• _Выбранный текст_:

-- -- --

Поверьте, я ни о чем не жалею, только о погибших наших товарищах, которым не удалось вернуться. Еще жалко ребят, которые потеряли здоровье. И тех, кто сегодня до сих пор не может найти себя в жизни и уходит из нее, так и не получив ни поддержки, ни помощи.
Особенности “гражданки”
— Много сложностей возникает на “гражданке” у тех, кто прошел школу военных действий?— Да, хватает проблем. Дело в том, что у нас в стране с семнадцатого года в принципе не было опыта создания системы реабилитации. До революции кто этим занимался?
— Церковь, наверное?
— Совершенно верно. Были созданы монастыри, куда приходили служивые люди. Есть даже такой исторический факт: польские войска, напавшие на Соловецкий монастырь, получили очень серьезный отпор. А все потому, что среди братьев было много бывших воинов. Позже Петр Первый издал специальные указы по созданию инвалидных команд из бывших матросов. Кстати, система действовала вплоть до Первой мировой войны. А после революции ничего не стало. Инвалидов войн прятали в специальные учреждения, чтобы общество их не видело. Вот и добились того, что жить людям с увечьями в современном обществе просто невозможно. Я сам имею ранение, и, когда на пляже иду купаться, на меня раскрыв рты смотрят и дети, и взрослые. Мужик моего возраста сидит, сына дергает, мол, посмотри, какой дяденька лезет в воду.

-- -- --

• _Список записей_:
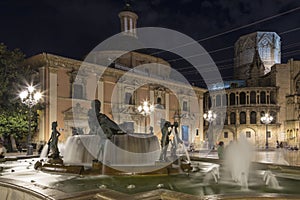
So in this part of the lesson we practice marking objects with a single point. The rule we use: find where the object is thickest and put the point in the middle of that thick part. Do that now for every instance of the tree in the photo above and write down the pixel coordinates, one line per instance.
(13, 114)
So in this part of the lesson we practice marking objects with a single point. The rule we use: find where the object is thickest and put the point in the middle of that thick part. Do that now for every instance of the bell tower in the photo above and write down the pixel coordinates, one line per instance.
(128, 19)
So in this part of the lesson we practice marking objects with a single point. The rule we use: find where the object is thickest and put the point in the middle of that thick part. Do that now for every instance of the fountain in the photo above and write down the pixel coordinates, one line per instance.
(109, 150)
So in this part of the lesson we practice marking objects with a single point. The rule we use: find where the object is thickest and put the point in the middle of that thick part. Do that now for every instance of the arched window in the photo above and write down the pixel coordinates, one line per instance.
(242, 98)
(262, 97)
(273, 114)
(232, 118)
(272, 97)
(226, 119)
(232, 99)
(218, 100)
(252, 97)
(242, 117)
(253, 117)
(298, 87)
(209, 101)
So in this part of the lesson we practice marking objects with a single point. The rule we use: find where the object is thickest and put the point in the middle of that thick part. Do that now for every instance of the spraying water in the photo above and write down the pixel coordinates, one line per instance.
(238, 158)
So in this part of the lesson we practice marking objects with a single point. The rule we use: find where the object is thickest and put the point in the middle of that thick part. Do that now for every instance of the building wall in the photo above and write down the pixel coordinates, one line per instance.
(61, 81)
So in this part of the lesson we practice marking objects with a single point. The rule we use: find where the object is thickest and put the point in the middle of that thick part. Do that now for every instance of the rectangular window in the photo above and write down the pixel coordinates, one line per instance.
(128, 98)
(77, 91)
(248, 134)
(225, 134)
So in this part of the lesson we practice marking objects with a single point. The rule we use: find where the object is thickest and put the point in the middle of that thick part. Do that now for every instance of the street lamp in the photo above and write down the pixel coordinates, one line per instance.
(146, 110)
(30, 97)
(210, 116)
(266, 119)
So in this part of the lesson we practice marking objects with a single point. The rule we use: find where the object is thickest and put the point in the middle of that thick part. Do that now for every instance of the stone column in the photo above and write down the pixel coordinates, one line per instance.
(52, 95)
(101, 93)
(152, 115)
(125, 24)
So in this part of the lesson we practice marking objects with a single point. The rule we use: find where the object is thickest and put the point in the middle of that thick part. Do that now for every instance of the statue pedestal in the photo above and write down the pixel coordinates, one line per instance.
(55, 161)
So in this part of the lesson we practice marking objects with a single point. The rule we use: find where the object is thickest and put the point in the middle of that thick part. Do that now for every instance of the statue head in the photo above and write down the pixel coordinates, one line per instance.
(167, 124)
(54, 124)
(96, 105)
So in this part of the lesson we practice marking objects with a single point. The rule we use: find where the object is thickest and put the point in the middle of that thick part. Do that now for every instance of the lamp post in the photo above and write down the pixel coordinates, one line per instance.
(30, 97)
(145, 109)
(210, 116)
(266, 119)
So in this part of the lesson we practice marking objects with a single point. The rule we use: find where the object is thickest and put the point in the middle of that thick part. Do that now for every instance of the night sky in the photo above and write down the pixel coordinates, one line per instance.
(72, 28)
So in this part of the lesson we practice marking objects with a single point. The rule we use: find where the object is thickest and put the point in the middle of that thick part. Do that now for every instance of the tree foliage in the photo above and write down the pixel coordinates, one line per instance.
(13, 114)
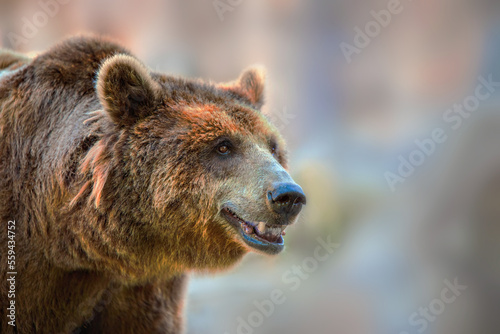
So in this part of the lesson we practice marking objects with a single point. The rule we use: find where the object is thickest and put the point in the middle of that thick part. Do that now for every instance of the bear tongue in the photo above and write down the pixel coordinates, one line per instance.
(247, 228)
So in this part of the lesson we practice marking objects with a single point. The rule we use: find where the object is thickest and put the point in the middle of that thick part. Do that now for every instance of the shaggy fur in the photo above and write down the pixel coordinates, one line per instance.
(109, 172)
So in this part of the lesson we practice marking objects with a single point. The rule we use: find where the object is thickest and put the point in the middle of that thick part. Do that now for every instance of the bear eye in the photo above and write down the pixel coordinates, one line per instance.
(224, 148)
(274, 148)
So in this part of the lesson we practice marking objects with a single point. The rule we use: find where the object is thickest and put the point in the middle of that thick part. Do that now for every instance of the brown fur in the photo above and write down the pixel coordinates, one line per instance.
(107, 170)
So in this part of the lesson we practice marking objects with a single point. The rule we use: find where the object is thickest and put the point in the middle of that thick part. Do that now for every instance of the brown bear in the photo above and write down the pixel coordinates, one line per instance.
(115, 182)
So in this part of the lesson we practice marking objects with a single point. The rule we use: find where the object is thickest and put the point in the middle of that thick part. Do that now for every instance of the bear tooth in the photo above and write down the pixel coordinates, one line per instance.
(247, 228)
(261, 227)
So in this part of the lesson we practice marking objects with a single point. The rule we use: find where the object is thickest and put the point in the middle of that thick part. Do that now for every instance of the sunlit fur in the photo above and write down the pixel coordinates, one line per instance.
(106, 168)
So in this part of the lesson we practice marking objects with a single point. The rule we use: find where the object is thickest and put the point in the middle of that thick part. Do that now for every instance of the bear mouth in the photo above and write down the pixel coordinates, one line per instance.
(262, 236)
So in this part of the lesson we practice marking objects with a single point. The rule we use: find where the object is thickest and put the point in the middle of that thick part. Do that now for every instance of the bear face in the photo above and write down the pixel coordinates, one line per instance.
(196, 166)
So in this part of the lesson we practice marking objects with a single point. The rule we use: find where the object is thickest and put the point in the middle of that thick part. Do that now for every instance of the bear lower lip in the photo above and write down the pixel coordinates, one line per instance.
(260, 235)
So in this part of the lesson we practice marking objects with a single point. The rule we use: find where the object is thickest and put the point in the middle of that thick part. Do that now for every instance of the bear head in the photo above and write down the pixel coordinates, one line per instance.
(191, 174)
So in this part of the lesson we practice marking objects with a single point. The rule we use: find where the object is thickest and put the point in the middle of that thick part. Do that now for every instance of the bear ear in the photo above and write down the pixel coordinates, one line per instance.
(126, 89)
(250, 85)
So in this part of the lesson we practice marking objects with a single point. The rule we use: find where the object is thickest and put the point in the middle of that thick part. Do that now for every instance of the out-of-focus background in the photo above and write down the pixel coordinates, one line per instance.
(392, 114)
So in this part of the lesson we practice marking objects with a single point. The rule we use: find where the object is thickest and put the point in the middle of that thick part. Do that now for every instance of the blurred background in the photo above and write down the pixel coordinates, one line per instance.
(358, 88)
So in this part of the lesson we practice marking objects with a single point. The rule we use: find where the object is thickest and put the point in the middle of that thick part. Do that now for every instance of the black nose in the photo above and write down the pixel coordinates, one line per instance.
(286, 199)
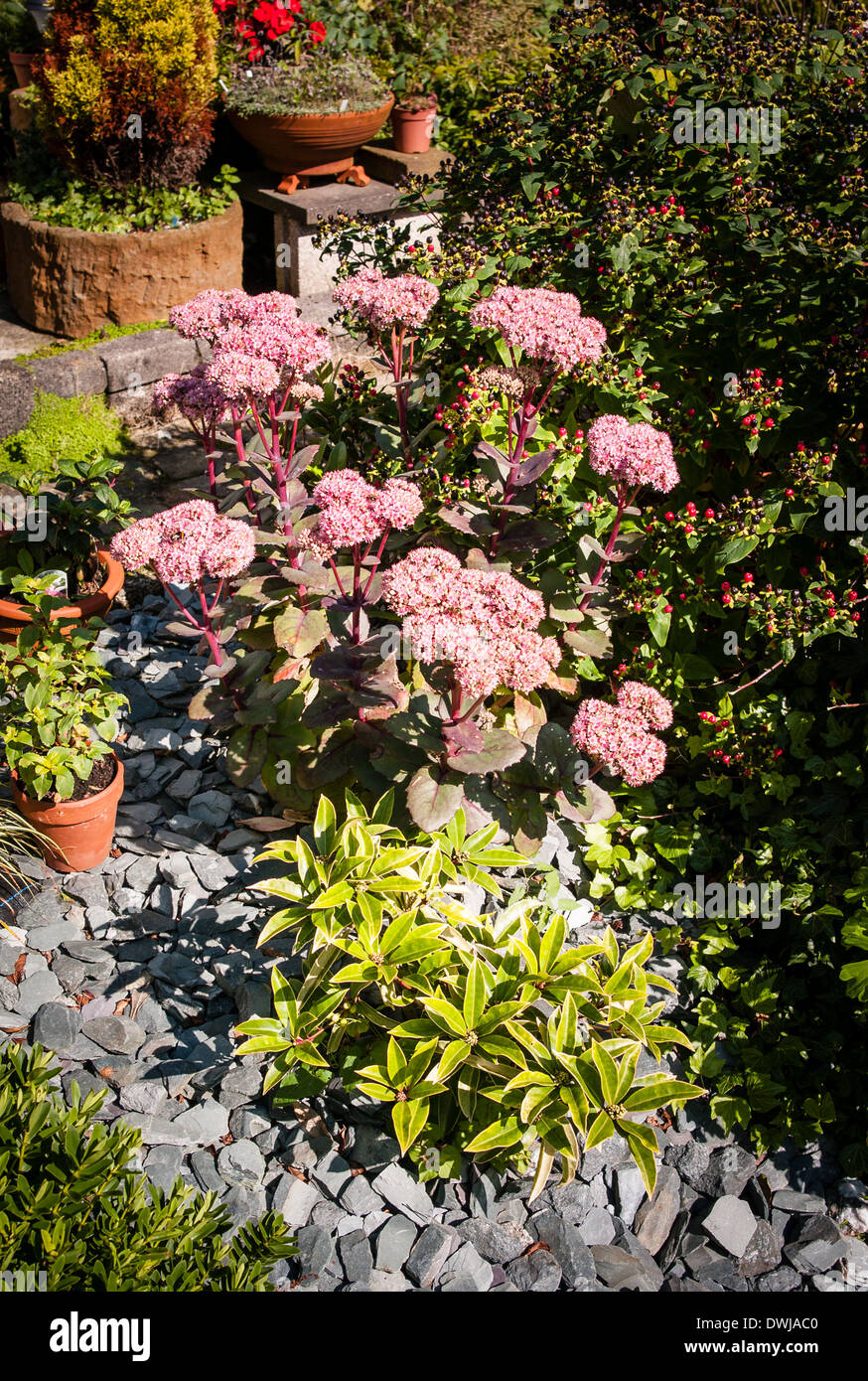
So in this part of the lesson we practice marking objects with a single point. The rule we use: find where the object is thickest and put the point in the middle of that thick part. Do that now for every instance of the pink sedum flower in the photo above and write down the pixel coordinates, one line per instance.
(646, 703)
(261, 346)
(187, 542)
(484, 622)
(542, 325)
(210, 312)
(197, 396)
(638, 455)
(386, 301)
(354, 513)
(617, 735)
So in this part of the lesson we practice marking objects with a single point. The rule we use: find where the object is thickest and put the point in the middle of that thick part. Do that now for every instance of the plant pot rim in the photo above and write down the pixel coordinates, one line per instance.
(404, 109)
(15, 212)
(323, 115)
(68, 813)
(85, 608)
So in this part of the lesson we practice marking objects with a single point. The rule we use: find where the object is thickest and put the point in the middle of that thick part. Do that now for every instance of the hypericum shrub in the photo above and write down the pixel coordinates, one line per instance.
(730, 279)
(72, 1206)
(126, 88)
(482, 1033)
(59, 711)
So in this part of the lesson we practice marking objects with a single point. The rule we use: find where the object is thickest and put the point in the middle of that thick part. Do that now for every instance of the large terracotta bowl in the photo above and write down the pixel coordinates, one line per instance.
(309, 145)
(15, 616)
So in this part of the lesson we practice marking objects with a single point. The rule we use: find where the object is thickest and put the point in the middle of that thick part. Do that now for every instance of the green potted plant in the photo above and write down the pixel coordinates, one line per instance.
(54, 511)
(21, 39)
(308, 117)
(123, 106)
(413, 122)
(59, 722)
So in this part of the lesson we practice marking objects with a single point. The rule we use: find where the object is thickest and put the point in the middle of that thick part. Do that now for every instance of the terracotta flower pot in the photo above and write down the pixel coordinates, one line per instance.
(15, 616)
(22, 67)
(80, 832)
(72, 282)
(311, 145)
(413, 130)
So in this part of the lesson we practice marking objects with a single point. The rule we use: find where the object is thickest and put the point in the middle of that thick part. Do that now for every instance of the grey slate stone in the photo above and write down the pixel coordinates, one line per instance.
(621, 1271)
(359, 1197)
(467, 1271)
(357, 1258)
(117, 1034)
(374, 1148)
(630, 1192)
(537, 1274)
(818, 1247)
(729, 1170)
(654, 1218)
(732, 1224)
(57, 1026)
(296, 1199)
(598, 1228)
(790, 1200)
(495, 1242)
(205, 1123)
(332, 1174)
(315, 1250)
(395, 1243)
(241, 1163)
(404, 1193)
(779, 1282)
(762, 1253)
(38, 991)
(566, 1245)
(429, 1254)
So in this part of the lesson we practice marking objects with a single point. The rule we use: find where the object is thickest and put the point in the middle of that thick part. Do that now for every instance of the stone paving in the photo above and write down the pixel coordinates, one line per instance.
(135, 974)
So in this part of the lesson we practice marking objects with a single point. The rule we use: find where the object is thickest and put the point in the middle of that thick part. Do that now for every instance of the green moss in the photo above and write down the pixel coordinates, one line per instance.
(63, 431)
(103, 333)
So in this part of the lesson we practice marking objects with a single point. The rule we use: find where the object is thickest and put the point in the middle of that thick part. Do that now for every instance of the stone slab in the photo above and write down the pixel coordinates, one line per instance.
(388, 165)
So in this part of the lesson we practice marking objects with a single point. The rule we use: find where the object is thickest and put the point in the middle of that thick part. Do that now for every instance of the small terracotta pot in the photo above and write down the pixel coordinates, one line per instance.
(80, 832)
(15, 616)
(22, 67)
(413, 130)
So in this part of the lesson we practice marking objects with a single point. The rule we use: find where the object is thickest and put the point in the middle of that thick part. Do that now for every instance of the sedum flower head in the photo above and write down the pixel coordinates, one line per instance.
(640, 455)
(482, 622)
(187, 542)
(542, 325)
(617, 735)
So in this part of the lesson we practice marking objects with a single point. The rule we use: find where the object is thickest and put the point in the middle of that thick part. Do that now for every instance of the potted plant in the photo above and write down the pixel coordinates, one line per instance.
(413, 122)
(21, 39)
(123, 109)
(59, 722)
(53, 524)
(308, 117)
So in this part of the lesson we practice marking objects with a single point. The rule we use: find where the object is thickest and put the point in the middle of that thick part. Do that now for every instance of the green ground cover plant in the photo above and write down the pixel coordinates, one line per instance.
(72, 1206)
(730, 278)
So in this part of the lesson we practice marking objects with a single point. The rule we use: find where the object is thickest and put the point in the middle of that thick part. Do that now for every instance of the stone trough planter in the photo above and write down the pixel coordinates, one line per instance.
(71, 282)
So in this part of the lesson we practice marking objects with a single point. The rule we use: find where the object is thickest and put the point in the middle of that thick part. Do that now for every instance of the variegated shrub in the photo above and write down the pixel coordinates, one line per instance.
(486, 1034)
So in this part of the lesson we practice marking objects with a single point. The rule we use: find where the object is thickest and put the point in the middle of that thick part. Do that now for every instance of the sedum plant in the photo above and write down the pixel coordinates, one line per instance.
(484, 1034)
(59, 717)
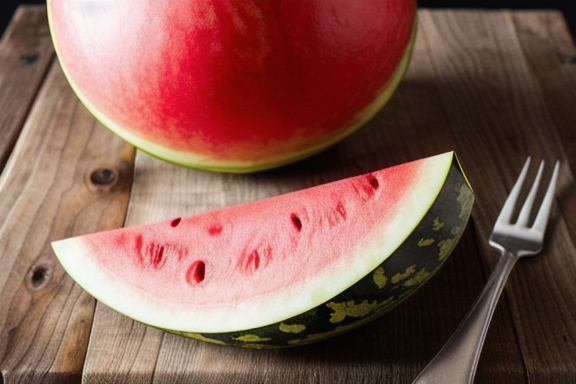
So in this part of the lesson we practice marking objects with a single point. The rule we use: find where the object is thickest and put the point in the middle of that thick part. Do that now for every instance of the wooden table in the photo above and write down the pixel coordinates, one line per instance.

-- -- --

• _Что сделать_:
- a) Переведите на английский язык предложение из текста о ветеранах: «Позже Петр Первый издал специальные указы по созданию инвалидных команд из бывших матросов.»
- b) Продолжите текст о ветеранах после его последнего предложения.

• _Ответы по заданиям_:
- a) Later, Peter the Great issued special decrees on forming invalid companies out of former sailors.

- b)
— Безусловно, это больно, тяжело, но должны же быть структуры, учреждения, которые занимаются реабилитацией людей, прошедших войну?
— Да, есть. В Красноярске работает госпиталь ветеранов войн, создан центр медико-психологической реабилитации. И в принципе за одиннадцать лет была проделана большая работа.
— То есть эта проблема у нас решается?
— Она решается на уровне собственных инициатив. Единой системы в стране нет, а должна быть. Необходима государственная структура по делам ветеранов локальных войн, но ее не существует. Развивается лишь программа открытия негосударственных центров реабилитации, общественники сами создают организации, которые их могут защитить. Нам же в Красноярске помогает только госпиталь, больше никто. Есть прекрасный центр реабилитации, но проблема в том, что сами ребята не хотят туда обращаться. В то же время посттравматическое стрессовое расстройство появляется у всех без исключения людей, прошедших войну.
Дело в том, что у каждого человека, пережившего смертельную опасность, происходят изменения химического состава организма. А если стресс переживается неоднократно, включается механизм самосохранения. Надо расслабиться. А как? Выпить водки или иным способом. Много мы ребят похоронили, погибших на гражданке от алкоголя и наркотиков. Считали себя сильными, мол, войну прошли, нас не сломит ничего. И все.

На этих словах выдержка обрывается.